### Task statement
Could you return the full listing, every line exactly as given?

### Record excerpts
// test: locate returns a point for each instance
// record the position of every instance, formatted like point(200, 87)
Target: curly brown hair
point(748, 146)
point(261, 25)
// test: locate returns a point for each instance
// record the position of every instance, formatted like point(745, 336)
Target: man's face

### Response
// test: locate returns a point for each instance
// record the position of every instance, formatted like point(200, 87)
Target: curly brown hair
point(748, 146)
point(261, 25)
// test: locate returns a point for each instance
// record the position of every instance, formatted like point(745, 336)
Target: man's face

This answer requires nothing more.